- _Page extract_:
################

# The Transformer Architecture

## Introduction

The Transformer architecture introduced in the paper *"Attention is All You Need"* (Vaswani et al., 2017) revolutionized the field of Natural Language Processing (NLP) by relying solely on attention mechanisms, dispensing with recurrence and convolutions entirely. This design allows for more parallelization and better handling of long-range dependencies.

In this notebook, we will:

1. **Explain the core components of the Transformer:**
   - Multi-Head Self-Attention
   - Positional Encoding
   - Feedforward Layers

2. **Show a simplified implementation in PyTorch.**

**Prerequisites:**

- Familiarity with PyTorch tensors and modules.
- Basic understanding of attention mechanisms from previous studies.
- Knowledge of linear transformations and embeddings.

---

## 1. The Transformer: A High-Level Overview

A Transformer consists of a stack of identical layers in both the **encoder** and **decoder**. Each encoder layer primarily includes:

1. **Multi-Head Self-Attention:**  
   Allows the model to focus on different parts of the input sequence, computing attention multiple times in parallel.

2. **Feedforward Layers:**  
   A fully connected network applied to each position, expanding the representational capacity.

3. **Add & Norm Steps:**  
   Residual connections and layer normalization are applied after the attention and feedforward sub-layers.

The decoder has a similar structure but includes a second attention layer for attending to the encoder outputs and uses masking to ensure the decoder only attends to previous tokens when training.

**Key Innovation:**  
The Transformer does not rely on recurrence or convolutions. Instead, it uses **attention** to directly relate every token in the input sequence to every other token. This allows parallel processing and better handles long-range dependencies.

---

## 2. Multi-Head Self-Attention

### 2.1 Self-Attention Recap

Self-attention takes a sequence of embeddings (the input tokens embedded into vector space) and transforms them into a new sequence of the same length. For each position, it computes a weighted combination of all other positions, determining how much each other token influences this one.

################

Rows from a dataset
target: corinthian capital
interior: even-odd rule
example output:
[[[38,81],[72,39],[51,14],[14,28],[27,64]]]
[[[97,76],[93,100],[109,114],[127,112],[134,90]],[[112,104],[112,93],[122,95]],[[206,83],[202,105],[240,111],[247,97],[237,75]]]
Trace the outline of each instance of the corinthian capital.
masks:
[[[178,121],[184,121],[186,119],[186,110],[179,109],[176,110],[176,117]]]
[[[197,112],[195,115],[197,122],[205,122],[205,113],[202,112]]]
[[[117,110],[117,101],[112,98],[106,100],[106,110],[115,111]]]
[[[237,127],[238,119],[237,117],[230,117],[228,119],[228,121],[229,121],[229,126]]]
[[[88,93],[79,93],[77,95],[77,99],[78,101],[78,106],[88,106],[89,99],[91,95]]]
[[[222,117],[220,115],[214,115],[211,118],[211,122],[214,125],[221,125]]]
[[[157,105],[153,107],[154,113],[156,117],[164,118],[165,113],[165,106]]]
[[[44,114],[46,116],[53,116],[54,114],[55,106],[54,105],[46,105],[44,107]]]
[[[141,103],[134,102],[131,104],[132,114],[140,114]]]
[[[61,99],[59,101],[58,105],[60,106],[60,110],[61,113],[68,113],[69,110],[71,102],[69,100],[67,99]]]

################

- _Goal 1_: According to the Transformer notebook, which paper introduced the Transformer architecture?
- _Goal 2_: Resume the Transformer notebook after its final sentence, carrying on the self-attention recap.

- _Final answer 1_: The paper "Attention is All You Need" (Vaswani et al., 2017) introduced it.

- _Final answer 2_:
**Formula:**

$$
\text{Attention}(Q, K, V) = \text{softmax}\left(\frac{QK^\top}{\sqrt{d_k}}\right) V
$$

- \( Q \) (Query): Transformed representation of the token we’re focusing on.
- \( K \) (Key): Transformed representation of the context tokens.
- \( V \) (Value): Transformed representation used to produce the final output.
- \( d_k \): Dimensionality of the keys.

### 2.2 Multi-Head Attention

Instead of computing just one attention function, the Transformer uses **multiple heads**. Each head projects the queries, keys, and values into a different subspace and performs attention in parallel. The results are concatenated and projected again, allowing the model to focus on different types of relationships simultaneously.

**Formula for Multi-Head:**

$$
\text{MultiHead}(Q, K, V) = \text{Concat}(head_1, ..., head_h)W^O
$$

where each head \( head_i = \text{Attention}(QW_i^Q, KW_i^K, VW_i^V) \).

**Benefits:**

- Different attention heads can capture different relations or types of information.
- More expressive power than a single-head attention.

---

## 3. Positional Encoding

The Transformer has no inherent notion of sequence order since it does not use recurrence or convolution. To represent the position of each token within the sequence, we add a **positional encoding** to the input embeddings.

**Key Idea:**

- Use trigonometric functions of different frequencies:
  
$$
PE_{(pos, 2i)} = \sin\left(\frac{pos}{10000^{2i/d_{model}}}\right)
$$
$$
PE_{(pos, 2i+1)} = \cos\left(\frac{pos}{10000^{2i/d_{model}}}\right)
$$

- The positional encoding is added to the token embeddings, allowing the model to learn positional information and generalize to sequences longer than those seen during training.

**Properties:**

- Positions that are closer together produce similar positional encodings.
- The model can learn to attend based on relative positions due to the sinusoidal pattern.

---

## 4. Feedforward Layers

Each position in the sequence is then processed by a two-layer fully connected feedforward network (often with a ReLU or GELU non-linearity) applied identically to each position.

**Formula:**

$$
\text{FFN}(x) = \max(0, xW_1 + b_1)W_2 + b_2
$$

- Expands the dimensionality in the intermediate representation, increasing the representational capacity.
- Applied pointwise to each token’s representation.

**Benefit:**

- Adds more depth and non-linearity to the model.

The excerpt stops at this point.